» **Excerpted text**:
====

Ex-workers sue closed hospital

Pay deducted, but insurance not paid, their attorney says

A financially struggling hospital that closed Monday because it could not pay $30 million in debt faces a lawsuit alleging that administrators withheld money from employees' paychecks for insurance but failed to pay the premiums for 2014.

Denny Sumpter, a West Memphis attorney and former state representative, filed the action against the Crittenden Hospital Association, which oversees Crittenden Regional Hospital in West Memphis; hospital Chief Executive Officer Gene Cashman; association Chairman David Rains; and Cigna, the third-party insurance provider for the hospital.

Sumpter claims in the five-page lawsuit that his mother, Deloris Sumpter, who worked in the hospital's medical records division for 36 years, was recently billed $28,000 for a medical procedure that her insurance should have paid.

His father, Roger Sumpter, also faces a bill of $100,000 for surgery that will not be paid by insurance, Sumpter said.

====

» **The problem**: Continue the news story about former workers suing the closed hospital, starting after its last sentence.

» **Entries provided**:
====

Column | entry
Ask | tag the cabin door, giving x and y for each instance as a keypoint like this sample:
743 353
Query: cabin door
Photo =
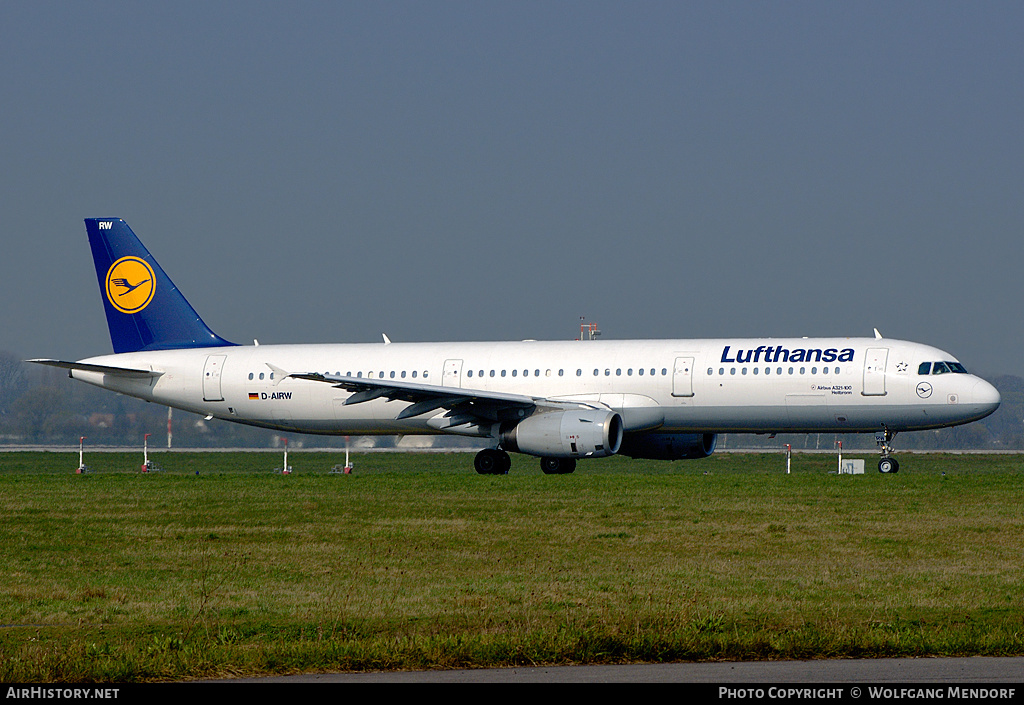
682 377
875 372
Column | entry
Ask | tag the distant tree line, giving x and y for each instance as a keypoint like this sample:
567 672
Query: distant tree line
41 406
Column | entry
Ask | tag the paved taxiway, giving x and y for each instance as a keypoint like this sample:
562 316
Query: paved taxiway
958 670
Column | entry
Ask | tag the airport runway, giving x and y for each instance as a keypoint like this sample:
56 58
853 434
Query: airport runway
953 670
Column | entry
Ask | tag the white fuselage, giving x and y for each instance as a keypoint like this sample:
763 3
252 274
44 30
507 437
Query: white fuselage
726 385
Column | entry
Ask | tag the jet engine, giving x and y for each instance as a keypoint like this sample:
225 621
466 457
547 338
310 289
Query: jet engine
655 446
582 433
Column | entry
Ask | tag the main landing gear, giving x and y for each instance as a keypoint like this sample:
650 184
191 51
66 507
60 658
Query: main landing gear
493 461
497 461
887 464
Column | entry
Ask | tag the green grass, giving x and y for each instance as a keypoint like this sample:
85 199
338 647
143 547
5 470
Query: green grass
416 562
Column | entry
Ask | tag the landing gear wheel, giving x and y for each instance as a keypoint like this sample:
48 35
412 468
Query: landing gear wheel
888 465
557 465
493 461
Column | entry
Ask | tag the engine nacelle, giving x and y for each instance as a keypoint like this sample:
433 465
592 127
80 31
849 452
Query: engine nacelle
583 433
669 446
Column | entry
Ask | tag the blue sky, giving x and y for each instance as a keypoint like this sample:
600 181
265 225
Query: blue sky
327 171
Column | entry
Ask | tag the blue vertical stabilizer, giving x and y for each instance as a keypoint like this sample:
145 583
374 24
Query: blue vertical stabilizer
144 309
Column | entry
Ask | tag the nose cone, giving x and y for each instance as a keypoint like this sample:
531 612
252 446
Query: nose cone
985 397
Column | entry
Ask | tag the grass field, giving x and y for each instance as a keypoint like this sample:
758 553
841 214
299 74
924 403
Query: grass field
416 562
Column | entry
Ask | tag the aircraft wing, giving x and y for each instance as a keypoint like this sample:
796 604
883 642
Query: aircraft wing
489 406
102 369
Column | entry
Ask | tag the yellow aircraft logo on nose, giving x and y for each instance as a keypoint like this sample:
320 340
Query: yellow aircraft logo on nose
130 285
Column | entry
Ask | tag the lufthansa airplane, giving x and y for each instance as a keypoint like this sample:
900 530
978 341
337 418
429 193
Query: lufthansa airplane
557 401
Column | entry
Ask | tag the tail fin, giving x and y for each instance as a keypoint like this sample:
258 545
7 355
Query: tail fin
144 309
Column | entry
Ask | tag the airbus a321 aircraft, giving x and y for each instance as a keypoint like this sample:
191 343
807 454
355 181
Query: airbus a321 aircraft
557 401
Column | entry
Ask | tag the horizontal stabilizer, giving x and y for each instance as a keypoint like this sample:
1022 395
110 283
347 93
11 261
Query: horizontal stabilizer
102 369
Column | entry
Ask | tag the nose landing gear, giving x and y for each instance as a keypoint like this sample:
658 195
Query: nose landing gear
887 464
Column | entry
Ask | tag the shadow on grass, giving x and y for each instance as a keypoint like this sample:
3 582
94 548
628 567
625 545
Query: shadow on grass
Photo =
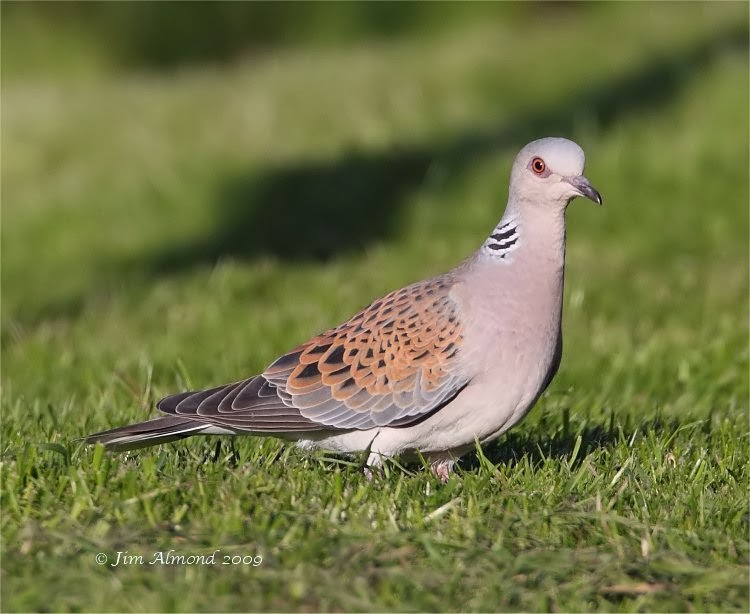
516 447
317 210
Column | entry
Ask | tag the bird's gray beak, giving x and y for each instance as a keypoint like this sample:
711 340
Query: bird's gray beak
584 187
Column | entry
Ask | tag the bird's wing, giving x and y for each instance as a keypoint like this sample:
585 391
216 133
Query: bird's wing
393 363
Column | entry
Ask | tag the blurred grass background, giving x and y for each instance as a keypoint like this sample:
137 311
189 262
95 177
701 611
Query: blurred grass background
190 189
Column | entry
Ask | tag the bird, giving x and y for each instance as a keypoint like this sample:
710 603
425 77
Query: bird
429 370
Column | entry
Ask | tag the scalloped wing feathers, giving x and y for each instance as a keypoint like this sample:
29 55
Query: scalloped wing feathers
393 363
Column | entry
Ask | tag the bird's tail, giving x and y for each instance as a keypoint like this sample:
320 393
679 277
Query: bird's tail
149 433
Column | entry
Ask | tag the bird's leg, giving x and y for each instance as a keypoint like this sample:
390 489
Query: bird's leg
442 467
374 464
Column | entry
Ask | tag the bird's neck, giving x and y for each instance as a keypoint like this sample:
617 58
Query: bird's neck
528 232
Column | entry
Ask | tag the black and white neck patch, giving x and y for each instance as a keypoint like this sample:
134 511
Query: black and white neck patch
503 240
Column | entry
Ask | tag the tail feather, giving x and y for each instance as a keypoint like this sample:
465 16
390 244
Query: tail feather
149 433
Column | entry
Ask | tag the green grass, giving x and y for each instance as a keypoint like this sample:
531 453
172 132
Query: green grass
161 232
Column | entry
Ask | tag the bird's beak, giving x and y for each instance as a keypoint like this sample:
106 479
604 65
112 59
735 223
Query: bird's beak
584 188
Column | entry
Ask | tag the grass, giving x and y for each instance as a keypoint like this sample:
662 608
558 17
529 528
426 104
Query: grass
170 231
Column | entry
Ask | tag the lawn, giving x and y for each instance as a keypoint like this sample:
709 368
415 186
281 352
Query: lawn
181 229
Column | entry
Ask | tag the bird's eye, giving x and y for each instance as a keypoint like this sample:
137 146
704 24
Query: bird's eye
538 166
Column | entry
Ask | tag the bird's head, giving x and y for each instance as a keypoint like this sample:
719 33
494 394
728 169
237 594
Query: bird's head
550 171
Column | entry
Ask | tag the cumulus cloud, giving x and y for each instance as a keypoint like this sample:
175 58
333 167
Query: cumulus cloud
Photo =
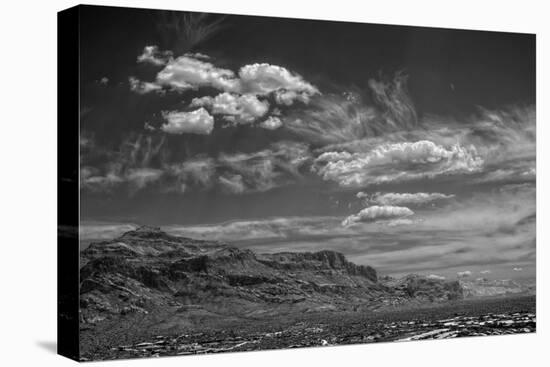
245 108
186 72
464 274
271 123
141 87
152 55
194 122
396 162
376 213
392 198
264 79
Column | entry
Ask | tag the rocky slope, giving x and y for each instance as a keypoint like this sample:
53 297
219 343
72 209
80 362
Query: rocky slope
171 281
483 287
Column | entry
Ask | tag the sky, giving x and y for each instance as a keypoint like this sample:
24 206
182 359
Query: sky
408 149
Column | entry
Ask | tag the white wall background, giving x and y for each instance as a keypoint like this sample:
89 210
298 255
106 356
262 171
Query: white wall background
28 181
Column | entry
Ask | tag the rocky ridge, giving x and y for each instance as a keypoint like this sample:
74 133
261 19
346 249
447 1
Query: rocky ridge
147 271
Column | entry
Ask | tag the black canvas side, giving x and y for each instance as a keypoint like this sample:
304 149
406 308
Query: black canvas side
68 185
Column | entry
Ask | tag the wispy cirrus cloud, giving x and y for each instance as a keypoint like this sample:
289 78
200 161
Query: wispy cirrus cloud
393 198
376 213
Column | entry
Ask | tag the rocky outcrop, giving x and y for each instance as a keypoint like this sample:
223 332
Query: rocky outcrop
149 272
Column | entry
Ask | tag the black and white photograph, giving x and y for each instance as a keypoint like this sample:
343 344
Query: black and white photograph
251 183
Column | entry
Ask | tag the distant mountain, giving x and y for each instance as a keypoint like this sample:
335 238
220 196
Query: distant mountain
150 273
484 287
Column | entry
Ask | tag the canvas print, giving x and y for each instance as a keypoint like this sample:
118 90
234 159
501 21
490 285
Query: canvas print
253 183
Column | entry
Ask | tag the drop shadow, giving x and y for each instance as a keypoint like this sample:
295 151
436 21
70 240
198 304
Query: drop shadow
48 345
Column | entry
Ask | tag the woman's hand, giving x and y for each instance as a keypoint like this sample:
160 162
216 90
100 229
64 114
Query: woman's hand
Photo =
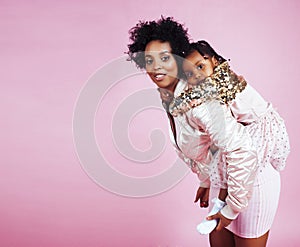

====

» **Task answer**:
Cigna was named as a defendant because the company did not notify plaintiffs that premiums were not properly funded, the attorney said.

The attorney said he has spoken with about 50 other hospital employees who may eventually seek to be added as plaintiffs in the lawsuit.

"This is a clear case of money being taken from employees but not given to the third-party insurer," Sumpter said. "Employees are left holding the bag."

Cashman did not return telephone messages Tuesday.

Rains said he could not comment about the case and referred calls to the association's attorney, John Tishler of Nashville, Tenn. Tishler did not return a telephone message Tuesday afternoon.

The hospital closed Monday, saying it faced "insurmountable obstacles" despite voters passing a 1 percent sales tax two months earlier that would have helped fund the facility.

The tax would have begun collections in October, but Crittenden County Judge Woody Wheeless said county attorneys will ensure the tax is taken off the books.

In an Aug. 25 letter to Crittenden Regional Hospital's 400 employees, Cashman wrote that the sales tax, which was estimated to generate about $6 million to $7 million a year, was not enough. "Even with funds from the sales tax scheduled to take effect later this year, our situation is simply not sustainable as a business," Cashman wrote in his letter.

Administrators said earlier this year that the 150-bed hospital was losing $6 million a year as a result of an increase in uninsured patients, federal cutbacks in Medicaid reimbursements and doctors who either retired or moved to other health facilities.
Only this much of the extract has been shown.